Thursday, November 14

Training for two: How to lose 15 pounds the (not) easy way

Here's my advice on how to lose 15+ pounds the (not) easy way...

Swell up with edema in the last weeks of your pregnancy, then deliver a happy, healthy 8 pound baby. Between the new addition to your family and balloon-deflating reduction in swelling, voila! 15 pounds lost, and (much, much more importantly) a whole lot more gained.

This blog is on maternity leave until further notice so I can get to know the new man in my life.

Peace and love to you all,

Thursday, November 7

Book review on the run: The Blind Masseuse

A couple of weeks ago I received a preview copy of a new travel memoir, The Blind Masseuse: A Traveler's Memoir from Costa Rica to Cambodia, by Alden Jones...

I raved about it in an earlier blog post:
It's FANTASTIC. (And I'm not just saying that because the book was free. I've received many free books over the years, and if they're horrible, I either don't post a review or I tell it straight that the book sucked.)
... but this book was, indeed, fantastic. And I promised that I'd write an actual review.

The Blind Masseuse is a well-crafted travel memoir, but the book is also a deeper reflection on culture, travel, and tourism, and how those concepts intersect and conflict. (But that somewhat scientific explanation of the book's themes hardly do it justice.)

One of my favorite quotes comes early on in the book and set the tone as I hurried through the pages:
"While tourists spend their time away from home seeking out the comforts of home, travelers risk - even cultivate - discomfort, because what they want is the thrill of a new perspective."
That sentence stopped me in my tracks: Am I a tourist? Or am I a traveler?

As I followed Jones' trips around the world, which she admittedly makes both as a traveler and as a tourist, I kept returning to that question. And perhaps that's why the book was so compelling. Certainly Jones' writing style is engaging, and her travel adventures are at times humorous and at times poignant, but what sets this book apart from other travel memoirs is that it kept me thinking not only about the adventures of the narrator, but also about the larger context in which we explore our world (and in which I explore the world).

If we are tourists, we are merely brushing by the culture and humanity of a new or foreign place. We cling to the familiar and take photos of the foreign. We return with a scrapbook, but with no larger understanding of the world than we had when we left, ticket in hand.

If we are travelers, we immerse ourselves in all of the discomfort that comes with being out of our element. We delight in getting lost in a city, and then finding our way. We revel in learning a new word, trying a new flavor, or living on a different schedule. But eventually the unfamiliar becomes familiar. Ultimately it becomes our new reality. It's no longer foreign. And then, perhaps, we go off in search of a new adventure. Or, perhaps, we leave sooner than we might... afraid that the mystery of a favorite place will wear off if it becomes home instead of a destination.

◆ WORK INSTRUCTIONS:
**A)** Quote the blog posts from "Thursday, November 7" through "an actual review.", inclusive.
**B)** Decide whether each statement agrees with the blog posts, answering yes or no and quoting the words that settle it: (i) The blog is going on maternity leave. (ii) The preview copy of the memoir arrived a couple of months earlier. (iii) The baby weighed 8 pounds.
**C)** Write the next part of the blog posts, carrying on from the last sentence shown.

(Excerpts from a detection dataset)
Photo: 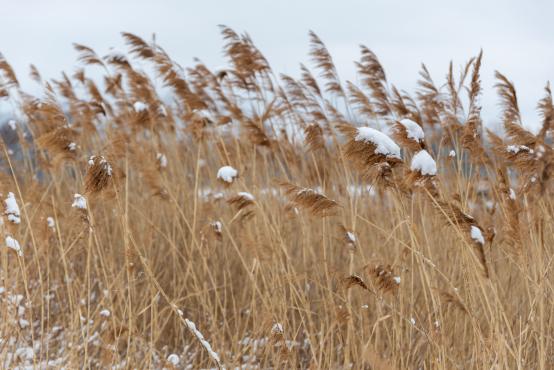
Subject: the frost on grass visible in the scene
[167,353,181,366]
[133,101,148,113]
[506,145,534,154]
[71,194,87,209]
[400,118,425,142]
[217,166,239,183]
[6,235,23,256]
[4,192,21,224]
[510,188,516,200]
[471,225,485,245]
[271,322,285,335]
[185,319,220,364]
[238,191,255,202]
[346,231,356,244]
[156,153,167,168]
[354,127,402,159]
[410,150,437,176]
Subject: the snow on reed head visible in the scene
[167,353,181,366]
[133,101,148,113]
[471,225,485,245]
[217,166,239,184]
[354,127,402,159]
[5,235,23,256]
[156,153,167,168]
[337,123,402,187]
[71,193,87,209]
[4,192,21,224]
[410,149,437,176]
[393,118,425,152]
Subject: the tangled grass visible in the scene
[0,27,554,369]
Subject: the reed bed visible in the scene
[0,26,554,369]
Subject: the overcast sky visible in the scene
[0,0,554,132]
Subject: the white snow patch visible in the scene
[271,322,285,334]
[346,231,356,243]
[4,191,21,224]
[133,101,148,113]
[167,353,181,366]
[506,145,533,154]
[471,225,485,245]
[410,149,437,176]
[71,193,87,209]
[354,127,402,159]
[510,188,516,200]
[217,166,239,183]
[238,191,256,202]
[156,153,167,168]
[6,235,23,256]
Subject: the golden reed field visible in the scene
[0,27,554,369]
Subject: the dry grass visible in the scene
[0,27,554,369]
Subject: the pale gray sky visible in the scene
[0,0,554,132]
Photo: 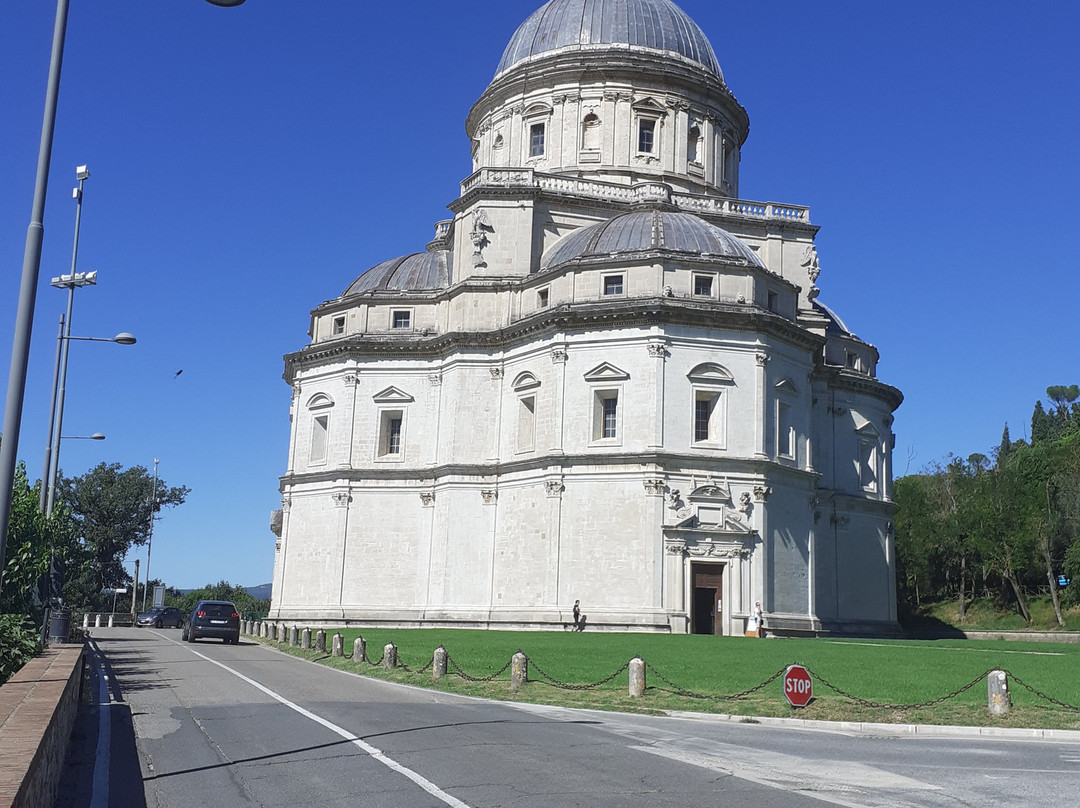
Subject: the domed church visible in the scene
[270,0,902,635]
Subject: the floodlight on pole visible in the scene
[0,0,243,600]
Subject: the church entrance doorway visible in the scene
[690,564,724,634]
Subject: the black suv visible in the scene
[181,601,240,645]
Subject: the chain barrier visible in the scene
[1004,671,1080,713]
[645,662,787,701]
[446,654,514,682]
[518,651,630,690]
[804,665,998,710]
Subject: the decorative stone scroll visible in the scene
[543,480,566,497]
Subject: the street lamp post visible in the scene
[143,458,158,611]
[0,0,244,585]
[41,330,138,517]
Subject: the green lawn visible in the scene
[262,629,1080,729]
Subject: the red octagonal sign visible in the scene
[784,665,813,708]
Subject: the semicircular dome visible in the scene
[341,250,454,297]
[495,0,724,81]
[540,211,765,270]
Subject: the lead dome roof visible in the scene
[341,250,454,297]
[540,211,765,270]
[495,0,724,81]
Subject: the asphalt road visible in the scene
[56,629,1080,808]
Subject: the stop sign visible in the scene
[784,665,813,708]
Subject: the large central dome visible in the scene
[496,0,724,80]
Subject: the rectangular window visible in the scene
[637,121,657,154]
[777,401,795,458]
[600,395,619,437]
[529,123,544,157]
[693,393,717,443]
[593,390,619,441]
[308,415,330,463]
[517,395,537,452]
[378,409,405,459]
[859,441,877,490]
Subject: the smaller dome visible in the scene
[540,211,765,270]
[341,250,454,297]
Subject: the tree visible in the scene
[59,463,190,593]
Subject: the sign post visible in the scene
[783,664,813,708]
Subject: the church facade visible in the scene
[270,0,902,634]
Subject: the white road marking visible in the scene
[181,639,470,808]
[90,651,112,808]
[825,639,1066,657]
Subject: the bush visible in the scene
[0,615,41,685]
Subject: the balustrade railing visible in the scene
[461,169,810,224]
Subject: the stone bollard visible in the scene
[382,643,397,671]
[630,657,645,699]
[510,651,529,692]
[986,671,1012,715]
[431,646,449,679]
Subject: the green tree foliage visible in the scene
[59,463,190,602]
[894,385,1080,625]
[165,581,270,620]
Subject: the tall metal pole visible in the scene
[143,458,158,611]
[42,165,91,516]
[0,0,68,585]
[39,314,65,512]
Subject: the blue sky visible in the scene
[0,0,1080,588]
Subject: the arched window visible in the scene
[581,112,600,151]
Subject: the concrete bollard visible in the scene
[630,657,645,699]
[431,646,449,679]
[986,671,1012,715]
[382,643,397,671]
[510,651,529,692]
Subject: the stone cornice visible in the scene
[280,452,821,494]
[284,297,820,384]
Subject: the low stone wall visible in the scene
[0,644,83,808]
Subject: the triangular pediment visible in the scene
[372,387,413,404]
[585,362,630,381]
[772,378,799,395]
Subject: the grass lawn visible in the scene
[252,629,1080,729]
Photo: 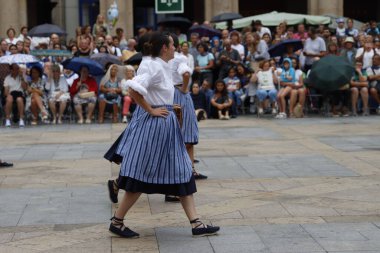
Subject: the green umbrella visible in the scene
[305,55,355,91]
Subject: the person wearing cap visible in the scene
[335,18,346,37]
[340,37,357,66]
[345,18,359,40]
[252,20,272,38]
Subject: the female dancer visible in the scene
[109,33,219,238]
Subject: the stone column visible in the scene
[308,0,343,16]
[0,0,20,38]
[205,0,239,20]
[62,0,79,39]
[100,0,133,38]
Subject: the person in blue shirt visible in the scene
[276,58,296,119]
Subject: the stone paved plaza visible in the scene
[0,116,380,253]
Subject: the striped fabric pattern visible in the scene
[118,105,192,184]
[174,88,199,145]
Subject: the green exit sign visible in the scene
[156,0,183,14]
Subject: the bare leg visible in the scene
[115,192,141,219]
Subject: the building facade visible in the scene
[0,0,380,38]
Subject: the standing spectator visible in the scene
[27,66,48,125]
[74,38,92,57]
[17,26,30,41]
[92,14,109,36]
[116,27,128,49]
[345,18,359,40]
[189,33,199,60]
[230,31,244,59]
[194,42,215,83]
[252,60,277,114]
[217,39,241,79]
[4,64,27,127]
[223,67,243,118]
[340,37,356,66]
[5,28,18,45]
[0,39,11,56]
[70,66,98,124]
[293,24,309,41]
[211,80,233,120]
[253,20,271,39]
[303,27,326,72]
[46,64,70,124]
[120,65,135,123]
[365,20,380,37]
[190,83,210,121]
[98,64,121,124]
[350,61,369,116]
[335,18,346,37]
[366,54,380,114]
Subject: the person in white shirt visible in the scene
[251,60,278,115]
[366,54,380,114]
[109,33,219,238]
[355,42,380,69]
[4,64,27,127]
[253,20,272,39]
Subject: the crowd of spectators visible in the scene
[0,15,380,127]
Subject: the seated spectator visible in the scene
[217,39,241,79]
[252,60,277,114]
[70,66,98,124]
[290,58,306,118]
[27,66,49,125]
[190,83,209,121]
[4,64,27,127]
[223,67,243,117]
[194,42,215,83]
[201,80,214,118]
[121,65,135,123]
[98,64,121,124]
[46,64,70,124]
[276,58,296,119]
[366,54,380,114]
[351,61,369,116]
[211,80,233,119]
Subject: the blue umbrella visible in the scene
[62,57,104,76]
[268,39,303,57]
[189,25,222,38]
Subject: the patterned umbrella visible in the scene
[0,54,40,65]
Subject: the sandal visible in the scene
[109,216,140,238]
[107,180,119,204]
[190,218,220,237]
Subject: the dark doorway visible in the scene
[343,0,380,22]
[27,0,57,27]
[239,0,307,17]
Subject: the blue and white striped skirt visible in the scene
[116,105,192,184]
[174,88,199,145]
[104,106,145,164]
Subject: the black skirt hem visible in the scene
[117,175,197,197]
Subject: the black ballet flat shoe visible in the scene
[109,216,140,238]
[0,162,13,167]
[165,195,180,202]
[107,180,119,204]
[190,219,220,237]
[193,171,208,180]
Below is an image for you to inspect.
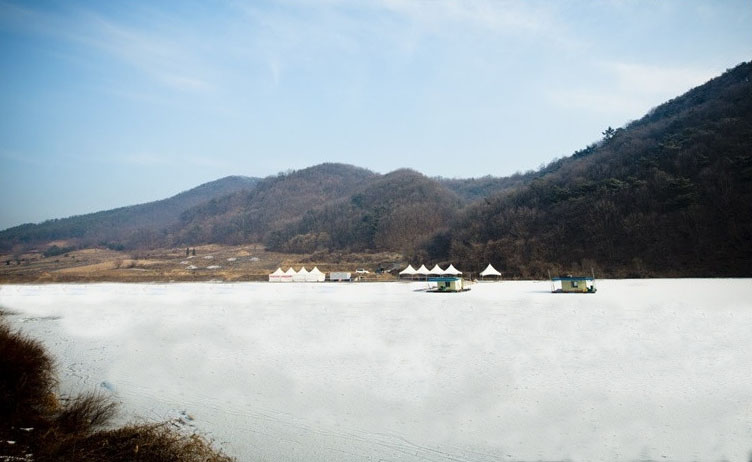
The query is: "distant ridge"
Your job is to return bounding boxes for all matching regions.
[0,63,752,277]
[0,176,258,252]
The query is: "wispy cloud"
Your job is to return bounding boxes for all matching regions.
[0,2,213,92]
[549,61,719,120]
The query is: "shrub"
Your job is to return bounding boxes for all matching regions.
[0,318,233,462]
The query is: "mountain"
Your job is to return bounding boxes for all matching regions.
[266,169,462,253]
[0,176,259,251]
[0,63,752,278]
[171,163,378,245]
[423,63,752,277]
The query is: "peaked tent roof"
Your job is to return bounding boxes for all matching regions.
[400,265,416,274]
[305,266,326,282]
[480,263,501,276]
[444,264,462,276]
[428,263,444,275]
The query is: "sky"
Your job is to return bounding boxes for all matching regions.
[0,0,752,229]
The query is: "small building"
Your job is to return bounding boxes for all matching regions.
[415,265,431,279]
[480,263,501,279]
[292,266,308,282]
[551,275,597,294]
[329,271,352,282]
[269,268,292,282]
[306,266,326,282]
[428,276,470,292]
[428,263,444,276]
[399,265,416,279]
[444,264,462,276]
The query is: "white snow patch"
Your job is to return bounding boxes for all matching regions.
[0,279,752,461]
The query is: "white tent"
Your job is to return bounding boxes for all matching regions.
[444,265,462,276]
[480,263,501,278]
[292,266,308,282]
[269,268,292,282]
[400,265,415,276]
[428,263,444,276]
[306,266,326,282]
[415,265,431,277]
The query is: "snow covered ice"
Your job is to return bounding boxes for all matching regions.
[0,279,752,461]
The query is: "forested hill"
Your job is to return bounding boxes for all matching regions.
[0,176,258,251]
[171,163,378,245]
[422,63,752,276]
[0,63,752,277]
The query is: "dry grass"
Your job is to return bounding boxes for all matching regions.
[0,321,57,425]
[0,244,402,283]
[0,313,232,462]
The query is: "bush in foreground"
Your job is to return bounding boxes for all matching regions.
[0,313,233,462]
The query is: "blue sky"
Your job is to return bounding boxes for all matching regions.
[0,0,752,229]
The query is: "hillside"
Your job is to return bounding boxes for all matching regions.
[266,169,462,253]
[0,63,752,277]
[424,63,752,277]
[0,176,258,252]
[171,164,377,245]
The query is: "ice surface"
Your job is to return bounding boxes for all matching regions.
[0,279,752,461]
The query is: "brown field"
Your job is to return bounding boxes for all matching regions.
[0,243,407,283]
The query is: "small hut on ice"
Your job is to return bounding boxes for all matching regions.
[480,263,501,279]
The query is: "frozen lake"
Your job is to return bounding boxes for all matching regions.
[0,279,752,462]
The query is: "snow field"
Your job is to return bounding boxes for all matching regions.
[0,279,752,461]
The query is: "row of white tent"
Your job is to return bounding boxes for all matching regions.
[400,263,501,277]
[269,266,326,282]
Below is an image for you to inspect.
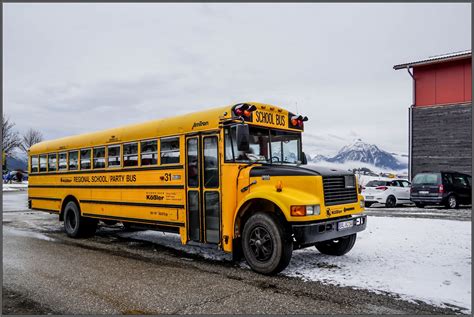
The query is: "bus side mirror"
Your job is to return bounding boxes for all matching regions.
[301,152,308,165]
[236,124,250,152]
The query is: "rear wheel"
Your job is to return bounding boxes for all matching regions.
[385,195,397,208]
[242,212,293,274]
[446,195,459,209]
[316,233,357,256]
[64,201,97,238]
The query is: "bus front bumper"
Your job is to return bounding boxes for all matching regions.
[292,215,367,249]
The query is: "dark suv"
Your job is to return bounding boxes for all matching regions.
[410,172,472,208]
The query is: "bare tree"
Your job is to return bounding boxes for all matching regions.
[2,115,21,156]
[20,128,43,154]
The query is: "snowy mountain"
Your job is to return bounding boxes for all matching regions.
[308,139,408,171]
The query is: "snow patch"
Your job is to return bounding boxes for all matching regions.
[283,217,471,313]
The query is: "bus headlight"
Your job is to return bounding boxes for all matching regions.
[291,205,321,216]
[306,205,321,216]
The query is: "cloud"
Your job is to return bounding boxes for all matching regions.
[4,3,471,153]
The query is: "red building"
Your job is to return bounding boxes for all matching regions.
[393,51,472,178]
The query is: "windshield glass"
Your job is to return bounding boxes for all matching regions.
[413,173,441,185]
[365,181,390,187]
[225,126,301,164]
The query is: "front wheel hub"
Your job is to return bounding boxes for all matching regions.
[249,227,273,262]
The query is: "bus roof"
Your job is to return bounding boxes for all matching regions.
[30,102,288,155]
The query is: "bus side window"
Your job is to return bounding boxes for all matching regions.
[160,137,179,164]
[40,155,48,172]
[81,149,91,170]
[93,147,105,168]
[69,151,79,171]
[58,152,67,171]
[140,140,158,166]
[107,145,120,167]
[48,153,57,172]
[123,142,138,167]
[31,156,39,173]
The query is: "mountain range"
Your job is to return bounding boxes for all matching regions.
[1,139,408,171]
[306,139,408,171]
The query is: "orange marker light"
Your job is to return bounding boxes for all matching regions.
[275,181,283,192]
[291,206,306,216]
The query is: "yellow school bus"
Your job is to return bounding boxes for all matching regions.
[28,102,367,274]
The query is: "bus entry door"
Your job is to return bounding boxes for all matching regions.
[186,135,221,244]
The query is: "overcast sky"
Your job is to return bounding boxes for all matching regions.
[3,3,471,155]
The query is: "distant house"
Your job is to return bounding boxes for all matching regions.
[393,51,472,179]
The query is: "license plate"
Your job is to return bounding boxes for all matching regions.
[337,220,354,230]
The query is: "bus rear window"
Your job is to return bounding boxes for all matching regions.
[140,140,158,166]
[40,155,48,172]
[31,156,39,173]
[58,152,67,171]
[107,145,120,167]
[123,143,138,167]
[48,153,57,172]
[81,149,91,170]
[94,147,105,168]
[69,151,79,171]
[160,138,179,164]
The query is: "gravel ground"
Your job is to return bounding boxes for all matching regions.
[3,193,470,314]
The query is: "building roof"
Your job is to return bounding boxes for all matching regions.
[393,50,472,70]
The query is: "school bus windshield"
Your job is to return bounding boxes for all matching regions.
[225,126,301,164]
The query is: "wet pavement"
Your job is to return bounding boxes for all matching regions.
[3,193,468,314]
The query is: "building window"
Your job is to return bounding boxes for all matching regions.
[123,142,138,167]
[81,149,91,170]
[107,145,120,167]
[160,138,179,164]
[58,152,67,171]
[40,155,48,172]
[31,156,39,173]
[140,140,158,166]
[94,147,105,168]
[48,153,57,172]
[69,151,79,171]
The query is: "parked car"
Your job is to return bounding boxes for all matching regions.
[410,172,472,208]
[362,179,411,208]
[3,170,28,183]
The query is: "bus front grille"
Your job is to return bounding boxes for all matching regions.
[323,175,357,206]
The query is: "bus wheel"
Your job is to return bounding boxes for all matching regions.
[64,201,97,238]
[316,233,357,255]
[242,213,293,275]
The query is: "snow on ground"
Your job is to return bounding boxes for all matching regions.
[284,217,471,312]
[2,182,28,192]
[120,217,471,313]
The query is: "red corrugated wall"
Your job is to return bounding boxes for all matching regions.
[413,59,472,106]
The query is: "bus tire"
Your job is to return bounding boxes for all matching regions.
[64,201,98,238]
[242,212,293,275]
[316,233,357,256]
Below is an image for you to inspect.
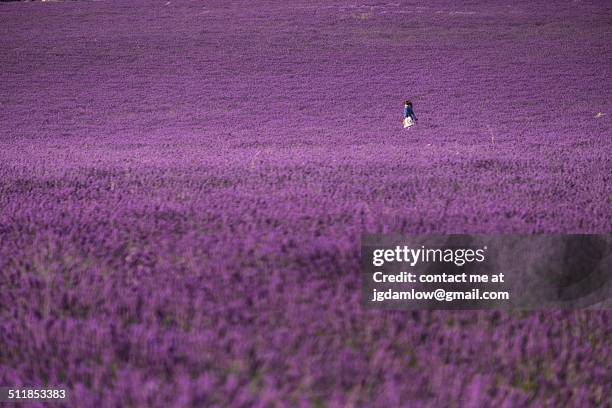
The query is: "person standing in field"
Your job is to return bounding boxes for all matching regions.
[404,101,417,129]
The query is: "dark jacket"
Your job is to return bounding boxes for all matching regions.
[404,105,416,120]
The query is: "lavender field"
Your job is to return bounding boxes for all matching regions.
[0,0,612,407]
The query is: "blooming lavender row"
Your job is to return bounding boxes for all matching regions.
[0,1,612,407]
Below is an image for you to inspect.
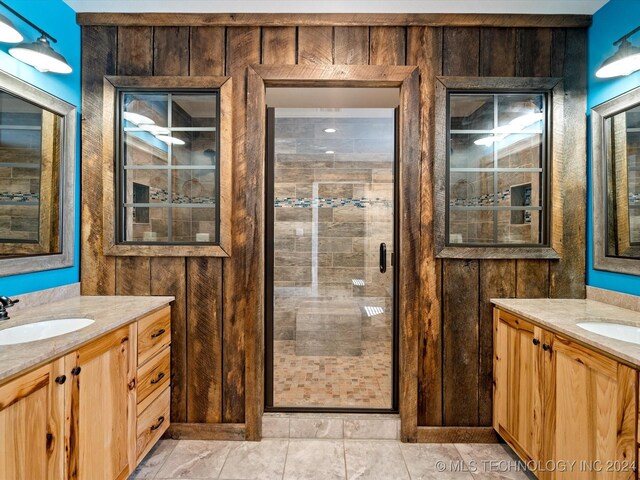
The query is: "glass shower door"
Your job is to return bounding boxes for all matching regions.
[267,108,396,410]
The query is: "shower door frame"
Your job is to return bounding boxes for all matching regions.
[264,106,400,413]
[244,65,420,442]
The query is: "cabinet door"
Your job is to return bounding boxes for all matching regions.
[0,359,64,480]
[65,326,135,480]
[546,336,638,479]
[493,309,543,460]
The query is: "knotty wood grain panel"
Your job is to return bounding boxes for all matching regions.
[442,260,479,426]
[442,28,480,77]
[262,27,296,65]
[549,29,587,298]
[77,13,591,28]
[333,27,369,65]
[516,28,551,77]
[369,27,407,65]
[117,27,153,75]
[222,27,264,423]
[189,27,225,75]
[80,27,117,295]
[298,27,333,64]
[186,258,226,423]
[407,27,442,426]
[151,257,188,422]
[478,260,516,426]
[480,28,516,77]
[153,27,189,76]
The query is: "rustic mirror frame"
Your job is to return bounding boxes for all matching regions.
[102,76,233,257]
[591,87,640,275]
[434,77,564,260]
[0,71,77,277]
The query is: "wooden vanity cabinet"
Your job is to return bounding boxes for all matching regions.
[493,309,638,479]
[0,359,65,480]
[65,324,136,479]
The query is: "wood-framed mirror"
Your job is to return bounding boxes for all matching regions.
[0,72,76,277]
[591,88,640,275]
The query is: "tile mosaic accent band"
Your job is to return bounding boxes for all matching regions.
[274,197,393,208]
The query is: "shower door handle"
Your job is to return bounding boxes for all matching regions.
[380,242,387,273]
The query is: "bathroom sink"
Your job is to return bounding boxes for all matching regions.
[576,319,640,345]
[0,318,95,345]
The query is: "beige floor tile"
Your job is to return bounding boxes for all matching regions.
[220,439,289,480]
[129,440,178,479]
[400,443,473,480]
[283,439,345,480]
[156,440,234,479]
[344,440,409,480]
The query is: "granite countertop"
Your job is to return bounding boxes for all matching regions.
[491,298,640,369]
[0,296,174,382]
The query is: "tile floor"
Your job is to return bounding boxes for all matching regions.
[130,439,533,480]
[273,340,391,408]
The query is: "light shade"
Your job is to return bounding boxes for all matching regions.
[0,15,24,43]
[596,39,640,78]
[9,35,72,73]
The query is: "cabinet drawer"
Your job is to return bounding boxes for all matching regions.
[136,388,171,462]
[138,307,171,366]
[138,347,171,405]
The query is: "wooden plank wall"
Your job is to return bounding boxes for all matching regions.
[81,25,586,426]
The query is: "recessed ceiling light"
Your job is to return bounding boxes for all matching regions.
[156,135,184,145]
[0,15,24,43]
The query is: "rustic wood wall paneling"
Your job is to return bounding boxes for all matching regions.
[442,259,480,426]
[80,27,118,295]
[77,13,591,28]
[116,27,154,295]
[442,28,480,426]
[262,27,297,65]
[150,27,191,422]
[407,27,442,426]
[478,28,516,426]
[369,27,407,65]
[549,29,587,298]
[333,27,369,65]
[186,257,224,423]
[222,27,264,423]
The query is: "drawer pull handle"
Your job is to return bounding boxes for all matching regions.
[151,417,164,432]
[151,328,165,338]
[151,372,164,385]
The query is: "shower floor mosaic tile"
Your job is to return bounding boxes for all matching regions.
[273,340,392,408]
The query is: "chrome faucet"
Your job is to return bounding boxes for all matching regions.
[0,296,20,320]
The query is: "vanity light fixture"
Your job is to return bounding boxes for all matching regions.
[0,15,24,43]
[596,26,640,78]
[0,1,73,74]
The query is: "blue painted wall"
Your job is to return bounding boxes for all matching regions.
[587,0,640,295]
[0,0,80,295]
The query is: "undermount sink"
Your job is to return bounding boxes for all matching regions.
[576,318,640,345]
[0,318,95,345]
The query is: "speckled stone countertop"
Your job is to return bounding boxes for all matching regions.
[0,296,174,382]
[491,298,640,369]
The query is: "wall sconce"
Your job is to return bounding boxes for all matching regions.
[596,27,640,78]
[0,1,73,74]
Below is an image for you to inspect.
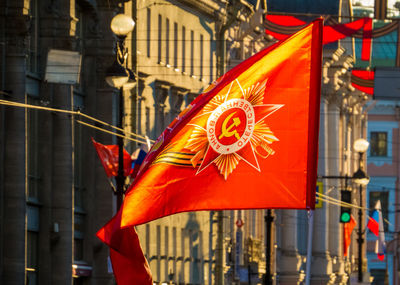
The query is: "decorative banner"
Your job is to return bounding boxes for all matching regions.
[97,19,322,285]
[351,69,375,95]
[315,181,324,208]
[92,138,132,177]
[265,15,378,61]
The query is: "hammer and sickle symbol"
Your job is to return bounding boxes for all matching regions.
[219,112,241,140]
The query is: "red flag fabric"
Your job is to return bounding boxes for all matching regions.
[92,138,132,177]
[361,18,372,61]
[351,69,375,95]
[343,215,357,256]
[265,15,372,60]
[97,19,322,285]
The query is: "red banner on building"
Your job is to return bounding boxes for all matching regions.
[98,19,322,285]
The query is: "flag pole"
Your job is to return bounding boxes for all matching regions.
[306,210,314,285]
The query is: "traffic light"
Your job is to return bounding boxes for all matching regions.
[340,190,351,223]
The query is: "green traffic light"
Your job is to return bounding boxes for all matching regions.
[340,212,350,223]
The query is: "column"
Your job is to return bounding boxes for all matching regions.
[279,210,301,285]
[311,98,332,284]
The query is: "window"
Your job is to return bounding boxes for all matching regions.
[73,113,85,260]
[370,132,388,156]
[146,8,151,57]
[26,205,39,284]
[74,211,85,261]
[369,191,389,231]
[370,269,388,285]
[297,211,308,255]
[27,97,40,202]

◆ PER-TASK ANSWERS:
**A)**
Thursday, November 7

Book review on the run: The Blind Masseuse

A couple of weeks ago I received a preview copy of a new travel memoir, The Blind Masseuse: A Traveler's Memoir from Costa Rica to Cambodia, by Alden Jones...

I raved about it in an earlier blog post:
It's FANTASTIC. (And I'm not just saying that because the book was free. I've received many free books over the years, and if they're horrible, I either don't post a review or I tell it straight that the book sucked.)
... but this book was, indeed, fantastic. And I promised that I'd write an actual review.

**B)**
(i) Yes: "This blog is on maternity leave until further notice"
(ii) No: "A couple of weeks ago I received a preview copy"
(iii) Yes: "deliver a happy, healthy 8 pound baby"

**C)**
And, try as we might, maybe even the most dedicated traveler has tourist moments. Jones writes:
"There is no disarming all of what we know, no matter how much touching and kneading and feeling we do, no matter how much we think we're trying. What makes us blind is what we think we see."
I can think of times in my own travels (both the short-term vacation kind and the lived in 5 different states and 4 different time zones kind) when no truer words could describe how I felt... thrilled at the prospect of a new adventure, but - at first - still filtering all of that new information through my old lens. It felt thoroughly reassuring, reading Jones' book, to know that even the most dedicated globetrotter has tourist moments, too.

Lest you think that the philosophical musings overwhelm the book, I assure you that the travel memoir is brilliantly written. Jones' history of her time in Costa Rica begins with the pleasantly disorienting title "Lard is Good for You." Her time in Bolivia is enlightening, if somewhat less than welcoming (picture getting caught in the middle of massive, and sometimes violent public protests over water prices). And her cruise around the world... well I'll let you read that for yourself.

So whether you're a tourist or a traveler, whether you've circumnavigated the world or you explore via the Travel Chanel from the comfort of your armchair: read this book. You will not be disappointed.

Training for two: week 40 (are we there yet?)

Aaaannnnd we're overdue!

Friday: 2 mile walk

Saturday: 2 mile walk + lots of yard work raking leaves and digging a swale for drainage in the back yard...
Yes... I've been told I should be "resting" but what's the worst that could happen? The yard work triggers labor? On my due date? That would've been a travesty... (sarcasm completely intended)

I did have contractions most of the day, which got my hopes up that baby was on his way... only to be disappointed to discover that it was "early" or "false" labor. *sigh*

Sunday: Rest day
False labor contractions kept me awake most of the night. So instead of exercising, I napped and read a book.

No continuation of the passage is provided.